* _What you will do_:
Starting at the top of the entries below, set down every line exactly, please, until you reach the line with "white patterned pillow | locate", which is included too.

* _Provided records_:
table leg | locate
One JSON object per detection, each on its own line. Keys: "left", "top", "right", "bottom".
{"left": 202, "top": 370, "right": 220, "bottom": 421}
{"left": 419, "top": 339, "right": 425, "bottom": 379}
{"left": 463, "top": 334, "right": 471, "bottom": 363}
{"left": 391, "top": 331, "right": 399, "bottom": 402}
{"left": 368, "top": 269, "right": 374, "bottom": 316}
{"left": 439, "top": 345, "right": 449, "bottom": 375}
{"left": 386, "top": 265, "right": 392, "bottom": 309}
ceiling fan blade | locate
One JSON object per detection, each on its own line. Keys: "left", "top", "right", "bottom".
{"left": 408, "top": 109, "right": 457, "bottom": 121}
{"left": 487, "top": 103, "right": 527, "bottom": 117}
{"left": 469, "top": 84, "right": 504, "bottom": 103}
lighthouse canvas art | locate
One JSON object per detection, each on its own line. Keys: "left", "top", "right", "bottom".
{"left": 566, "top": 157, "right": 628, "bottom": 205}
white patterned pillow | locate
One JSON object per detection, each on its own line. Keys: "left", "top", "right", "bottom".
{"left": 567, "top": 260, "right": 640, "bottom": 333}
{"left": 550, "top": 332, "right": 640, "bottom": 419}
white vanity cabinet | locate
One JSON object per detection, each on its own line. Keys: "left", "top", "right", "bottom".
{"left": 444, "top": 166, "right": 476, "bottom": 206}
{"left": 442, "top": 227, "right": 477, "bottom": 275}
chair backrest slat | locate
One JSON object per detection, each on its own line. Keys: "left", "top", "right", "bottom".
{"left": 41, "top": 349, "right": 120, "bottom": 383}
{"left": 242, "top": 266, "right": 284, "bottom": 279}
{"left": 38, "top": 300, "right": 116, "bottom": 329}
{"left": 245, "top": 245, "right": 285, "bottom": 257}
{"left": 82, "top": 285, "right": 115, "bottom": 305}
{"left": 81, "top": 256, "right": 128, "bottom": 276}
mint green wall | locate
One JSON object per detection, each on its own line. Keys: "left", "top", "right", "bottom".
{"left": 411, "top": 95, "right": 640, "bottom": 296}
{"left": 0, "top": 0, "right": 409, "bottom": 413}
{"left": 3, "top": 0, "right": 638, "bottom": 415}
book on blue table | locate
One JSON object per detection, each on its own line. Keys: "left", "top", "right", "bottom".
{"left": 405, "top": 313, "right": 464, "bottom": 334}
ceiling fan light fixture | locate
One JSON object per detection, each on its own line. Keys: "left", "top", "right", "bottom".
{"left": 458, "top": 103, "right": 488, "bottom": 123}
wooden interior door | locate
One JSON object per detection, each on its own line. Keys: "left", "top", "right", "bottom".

* _Result of the task_:
table leg | locate
One JSON object per detection, each on its own line. Keys: "left", "top", "right", "bottom".
{"left": 202, "top": 370, "right": 220, "bottom": 421}
{"left": 419, "top": 339, "right": 425, "bottom": 379}
{"left": 463, "top": 334, "right": 471, "bottom": 363}
{"left": 391, "top": 331, "right": 399, "bottom": 402}
{"left": 368, "top": 269, "right": 374, "bottom": 316}
{"left": 439, "top": 345, "right": 449, "bottom": 375}
{"left": 386, "top": 265, "right": 392, "bottom": 309}
ceiling fan blade | locate
One JSON object per detection, each on its own line. Keys: "left", "top", "right", "bottom".
{"left": 408, "top": 109, "right": 457, "bottom": 121}
{"left": 487, "top": 103, "right": 527, "bottom": 117}
{"left": 469, "top": 84, "right": 504, "bottom": 103}
lighthouse canvas art | locate
One JSON object per detection, each on its own line. Keys: "left", "top", "right", "bottom".
{"left": 566, "top": 157, "right": 628, "bottom": 205}
white patterned pillow | locate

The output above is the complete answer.